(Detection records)
--------

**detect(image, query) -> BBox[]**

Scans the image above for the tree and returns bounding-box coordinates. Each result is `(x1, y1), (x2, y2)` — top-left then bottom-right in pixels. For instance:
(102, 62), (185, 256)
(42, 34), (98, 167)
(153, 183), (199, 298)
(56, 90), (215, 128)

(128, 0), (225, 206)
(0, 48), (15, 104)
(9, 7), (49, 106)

--------

Reproduce every line of the records above, changing nothing.

FULL ANSWER:
**detect(image, query) -> BBox[]**

Scans the image above for the tree and returns bounding-box coordinates. Each result is `(x1, y1), (x2, y2)` — top-left then bottom-right in pixels. For instance:
(102, 62), (185, 256)
(42, 34), (98, 167)
(153, 183), (199, 298)
(56, 90), (215, 128)

(128, 0), (225, 206)
(0, 48), (15, 104)
(9, 7), (49, 106)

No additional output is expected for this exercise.